• _The exercise_
Continue the comment thread about Halloween candy and needle scares, adding the next few comments after the last one shown.

• _Selected passage_
Um... War on Children?
War is hell. And hell is for children. So yes, war on children.
The irony is that Lenore actually looks worried.
Parents comb through their kids' Halloween candy so they can steal the good stuff, not because they think there are needles in it. Duh!
Speaking of which, the five year old still has candy left thanks to parental rationing. Think I'm going to have a mini Babe Ruth tonight after dinner.
Just like how rationing works when the government does it.
Not really. I don't just take it and say fuck you. I ask. And being the sharing sort, the kid always says yes.
It's funny, my son never shares with my wife but always shares with me. It's probably because she just takes stuff from him while I either ask or he volunteers.
I just take it and when they ask I tell them it is a tax.
Just wait until they impose their own taxes on friends and siblings based on your example. Then you can then tax them for that behavior.
Just like formalizing and enforcing quid pro quo; It's the lesson that keeps on giving.
I'm all out. I had to buy a twix yesterday.
I'm not sure I even believe that "two children found needles in their candy in Canada". The article is pretty damn sketchy with details.
It does have a "my neighbor's grandmother's best friend knows someone who heard about this" feel to it.
It happened to my girlfriend.
It's bullshit. Canada?! Come on, at least come up with a name that sounds real.
Notice on this and the one from Colorado the day after Halloween, they use file photos. No actual evidence, but hey, SCARY!!!!! That'll get the clicks. At least in the Colorado one they used a picture of a needle ("what a needle may look like").

• _Stored data_
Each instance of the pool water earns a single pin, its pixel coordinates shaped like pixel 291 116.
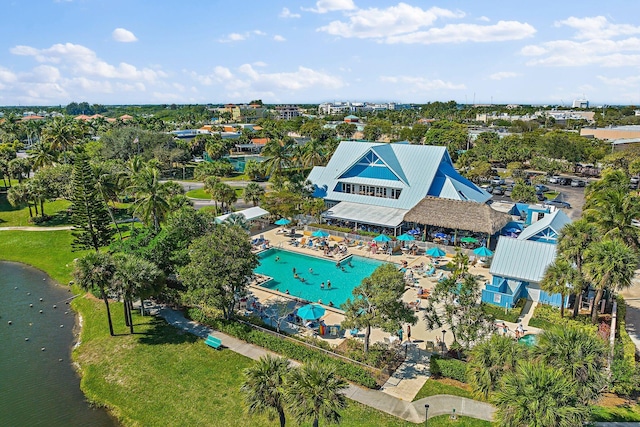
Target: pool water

• _Response_
Barron von Reesespieces by Proxy.
Some people's live just aren't complete without LOOK AT ME drama.
A better breakdown of the odds are that somewhere around 50 million children in the US and another 5 million in Canada and only 2 of them found any laced candy making your odds somewhere around 1 in 25 million. And that assumes that both cases are legitimate and not hoaxes
Better to do the Bayesian analysis where the prior distribution of finding kids dead with a razor in their throat (or PCP oozing from their pores, HIV+ needle sticking out of their face, w/e) and a half-eaten candy bar in hand is zero.
Anybody live near Towamencin,PA? It was reported a 13 yr. old found a razor blade under the wrapping of a "fun size candy bar." Never heard any follow-up? Did the kid hoax us or was it a real sicko?
And here we have both the source and the target audience for this bullshit:
Beverley Bell ? Top Commenter ? Sir John A. Macdonald, Ottawa
This has always been a problem, even back when I was little, we had to inspect our treats very carefully. razor blades were the most common problem then.